Copy out the items below, substituting "template" for every occurrence of "sample" and keeping everything else unchanged.
— start of Extracted information —
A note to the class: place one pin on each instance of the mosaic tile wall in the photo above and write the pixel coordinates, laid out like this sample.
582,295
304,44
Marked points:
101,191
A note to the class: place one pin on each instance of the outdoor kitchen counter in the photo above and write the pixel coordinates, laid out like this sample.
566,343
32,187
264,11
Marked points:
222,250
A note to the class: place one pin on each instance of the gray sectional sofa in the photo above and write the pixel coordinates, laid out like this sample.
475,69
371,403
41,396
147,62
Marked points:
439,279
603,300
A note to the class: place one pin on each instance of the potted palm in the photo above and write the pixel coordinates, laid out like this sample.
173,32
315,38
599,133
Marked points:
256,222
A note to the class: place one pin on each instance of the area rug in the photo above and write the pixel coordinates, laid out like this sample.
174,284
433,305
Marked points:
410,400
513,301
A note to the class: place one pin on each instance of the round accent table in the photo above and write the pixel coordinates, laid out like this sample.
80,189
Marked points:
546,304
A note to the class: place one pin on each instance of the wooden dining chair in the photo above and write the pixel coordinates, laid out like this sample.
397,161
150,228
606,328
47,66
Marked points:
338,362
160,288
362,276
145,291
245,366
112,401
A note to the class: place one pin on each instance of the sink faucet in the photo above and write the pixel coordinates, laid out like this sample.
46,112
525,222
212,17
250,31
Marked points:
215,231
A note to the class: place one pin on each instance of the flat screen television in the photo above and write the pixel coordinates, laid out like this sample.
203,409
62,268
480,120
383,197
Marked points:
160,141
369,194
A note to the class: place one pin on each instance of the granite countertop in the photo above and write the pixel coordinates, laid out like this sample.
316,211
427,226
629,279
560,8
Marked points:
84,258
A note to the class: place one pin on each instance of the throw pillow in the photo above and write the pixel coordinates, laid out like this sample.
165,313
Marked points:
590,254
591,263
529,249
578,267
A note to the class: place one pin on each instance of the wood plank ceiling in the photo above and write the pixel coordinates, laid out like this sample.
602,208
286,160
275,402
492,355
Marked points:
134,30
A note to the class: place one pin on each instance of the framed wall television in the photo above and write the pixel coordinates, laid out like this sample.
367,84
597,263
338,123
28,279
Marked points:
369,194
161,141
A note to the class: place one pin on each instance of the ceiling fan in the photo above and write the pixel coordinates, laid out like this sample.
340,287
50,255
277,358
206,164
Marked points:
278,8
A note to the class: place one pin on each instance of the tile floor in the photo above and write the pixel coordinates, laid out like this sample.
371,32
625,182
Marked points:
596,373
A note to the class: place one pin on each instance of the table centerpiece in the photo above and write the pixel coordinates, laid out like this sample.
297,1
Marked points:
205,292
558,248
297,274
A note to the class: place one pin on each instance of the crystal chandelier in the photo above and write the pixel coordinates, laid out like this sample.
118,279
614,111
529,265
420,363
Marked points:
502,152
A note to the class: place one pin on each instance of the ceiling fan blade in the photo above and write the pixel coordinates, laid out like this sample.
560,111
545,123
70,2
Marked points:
— end of Extracted information —
## Answer to this problem
A note to the class: place one pin on each instance of the mosaic tile wall in the photo above and write the pixel coordinates, laid out like this template.
582,295
304,44
Marked points:
101,191
A note to the class: place one pin on each instance of the outdoor kitchen counter in the photo above and write the pixel coordinates, laid out like this template.
566,343
32,187
264,11
Marked points:
222,250
A note to the class: place one pin on each instance of the gray sectional sofa in the photo above and write the pixel coordinates, laid out like this template.
475,69
371,403
41,396
147,62
Marked points:
439,279
603,300
A note to the class: place one pin on each instance of the potted palm in the photo above and write the pixel coordinates, laid out like this template.
173,32
315,38
599,133
Marked points:
256,222
A note to the class: place one pin on each instance of the area rug in the photo above and write the pixel coordinates, laid out like this template.
174,284
433,305
Marked points:
410,400
513,301
A note to the class: place one pin on each instance of the round accent table in the photo above and write the pixel coordinates, laid out like this template.
80,189
Marked points:
546,304
A note to the class: place one pin on each instance of the wooden dining chair in the photo above and write the pixel coordinates, laid out like this template.
397,161
150,228
606,328
47,66
Marked points:
338,362
160,288
362,276
145,291
245,366
112,401
A note to the class: place one pin on each instance of the sink faucet in the photo above and write the pixel coordinates, laid out like this template.
46,112
525,222
212,17
250,31
Marked points:
215,231
A note to the class: place one pin on each instance of the flat screen television in the photo above and write the pixel coordinates, laid out like this template.
203,409
62,268
480,120
383,197
Marked points:
160,141
369,194
A note to the class: place one pin on each instance of the granite countertop in the photo above and write the pixel coordinates, laid out like this template.
316,211
427,226
629,279
560,8
Marked points:
84,258
A note to the class: place one pin on each instance of the throw pillow in the photo above and write the pixel coordinates, laid out like this template.
165,313
Marked points:
590,254
591,263
529,249
578,267
A note to the class: place one pin on each instance of the wood plank ceiling in the photo above and write the pixel coordinates, laid out like this template.
602,208
286,160
275,402
492,355
Marked points:
134,30
A note to the class: place one pin on each instance of the framed wall television in the photo above and write the pixel coordinates, laid out like this template.
367,84
597,263
338,123
28,279
Marked points:
369,194
161,141
A note to the class: place one pin on each instance of the ceiling fan in the photo above and write the pixel coordinates, laid out like this template.
340,287
50,255
277,358
206,164
Marked points:
278,8
A note to the class: place one pin on each instance of the tile floor in the photo above and write the pixel coordinates, laid out like this template.
371,32
625,182
Marked points:
596,373
A note to the class: place one pin on each instance of the table centerpiece in the photo above and write the pixel coordinates, laid out like this template.
297,1
Marked points:
205,292
558,248
297,274
A note to the class: place one pin on each instance of the crystal chandelier in the photo above and write the pixel coordinates, laid out like this template.
118,279
614,111
529,265
420,363
Marked points:
502,152
A note to the class: place one pin on each instance of the ceiling fan blade in the photo above and write the pixel coordinates, laid out like this template.
560,111
545,123
70,2
Marked points:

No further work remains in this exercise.